Lesson 12 · Solution · SOAR II: chunking as learning

Solution: Never Solve the Same Impasse Twice

Correct: ACT-R maintains a separate declarative memory with graded, activation-based retrieval; SOAR compiles experience directly into new all-or-nothing production rules, with no separate declarative store in the classic architecture.

Both other mechanism-comparison options are wrong on the facts: SOAR clearly does learn (chunking is its learning mechanism), so “only SOAR learns” is false, and chunking and base-level activation are not the same thing — one produces a new discrete rule, the other continuously reweights an existing fact’s retrievability. “ACT-R only models procedural skill” is backwards, if anything — ACT-R is unusual precisely for modeling both declarative and procedural memory as separate, interacting systems.

Why this is a real design bet, not a footnote. Committing to “only production rules, nothing else” (SOAR) versus “facts and rules are genuinely different kinds of memory” (ACT-R) isn’t a style choice — it’s a claim about the mind with testable consequences. ACT-R’s bet lets it predict things SOAR’s architecture doesn’t naturally produce: partial, graded recall (a name on the tip of your tongue — retrievable, but weakly, exactly what lesson 10’s negative-but-not-infinitely-negative activation captured), and forgetting that’s continuous rather than all-or-nothing. SOAR’s bet predicts something different: skills that are either fully automatic (chunked, instant) or fully effortful (not yet chunked, requires full deliberate subgoal search) — a much sharper line than ACT-R’s smooth activation curve, and a genuinely different empirical claim about how skill acquisition should feel and time out as it develops.

Required work:
1) For each statement below, decide whether it agrees with the SOAR and ACT-R solution. Answer yes or no and quote the deciding words.
(a) The classic SOAR architecture keeps a separate declarative store.
(b) ACT-R models declarative and procedural memory as separate, interacting systems.
(c) Chunking and base-level activation are the same thing.
2) According to the SOAR and ACT-R solution, what kind of forgetting does ACT-R's bet let it predict?
3) Write a continuation of the SOAR and ACT-R solution that picks up after its final sentence.

Material:
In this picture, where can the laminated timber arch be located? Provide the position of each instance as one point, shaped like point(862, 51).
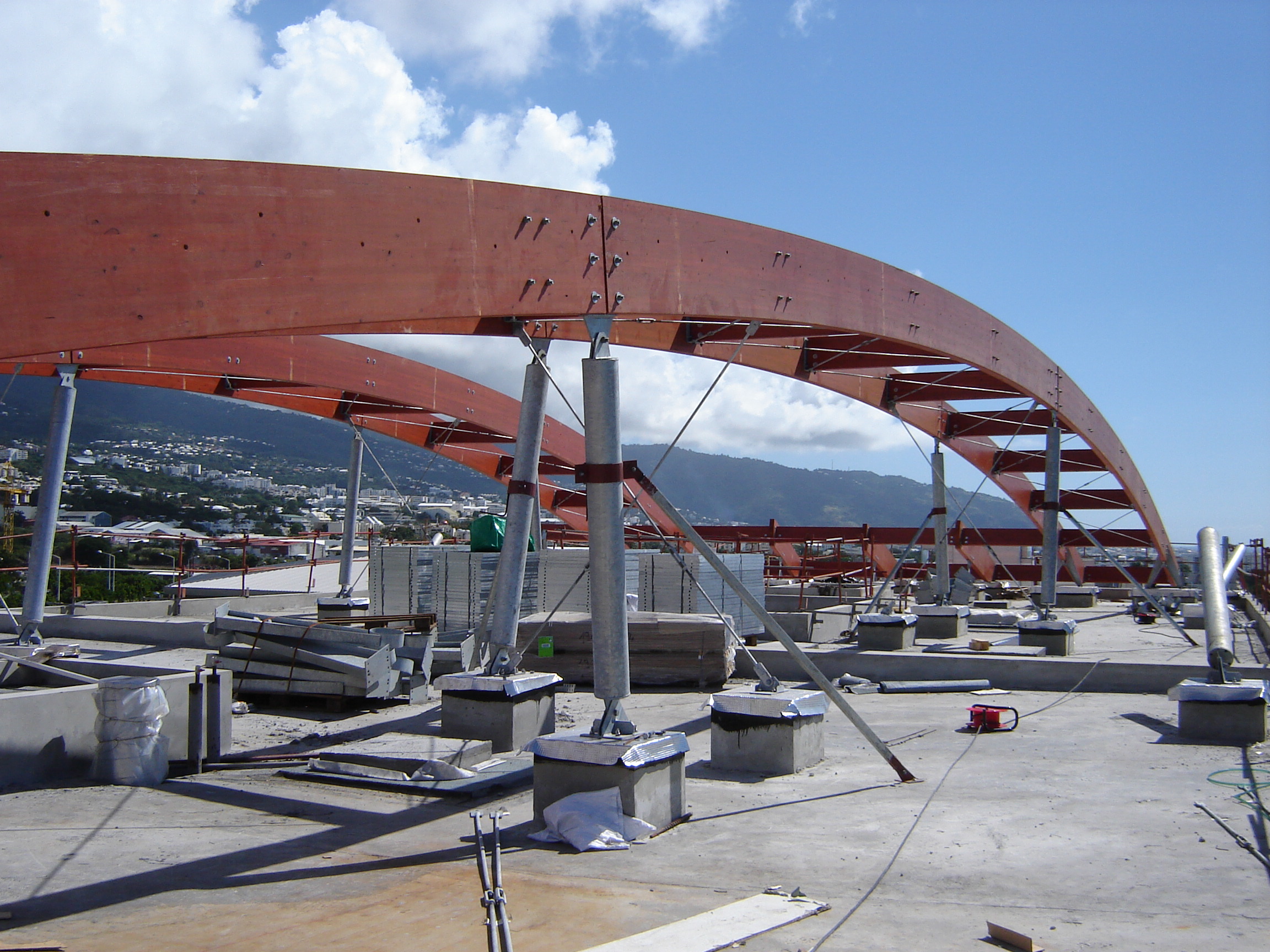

Solved problems:
1)
(a) No: "with no separate declarative store in the classic architecture"
(b) Yes: "ACT-R is unusual precisely for modeling both declarative and procedural memory as separate, interacting systems"
(c) No: "chunking and base-level activation are not the same thing"

2) Forgetting that is continuous rather than all-or-nothing.

3)
Neither architecture is simply “more right.” Chunking’s crisp automatization story fits skill-acquisition data (a novice driver’s effortful gear-shifting becoming instant reflex) better than a smoothly graded activation curve would predict for that kind of case. ACT-R’s graded activation fits partial/uncertain recall (the tip-of-the-tongue state, or confidently misremembering a barely-active fact) that a strictly binary “chunked or not” story struggles to represent at all. Real cognition seems to need both flavors of forgetting-and-remembering somewhere — which is a live, unresolved argument between the two research communities, not settled by either architecture alone.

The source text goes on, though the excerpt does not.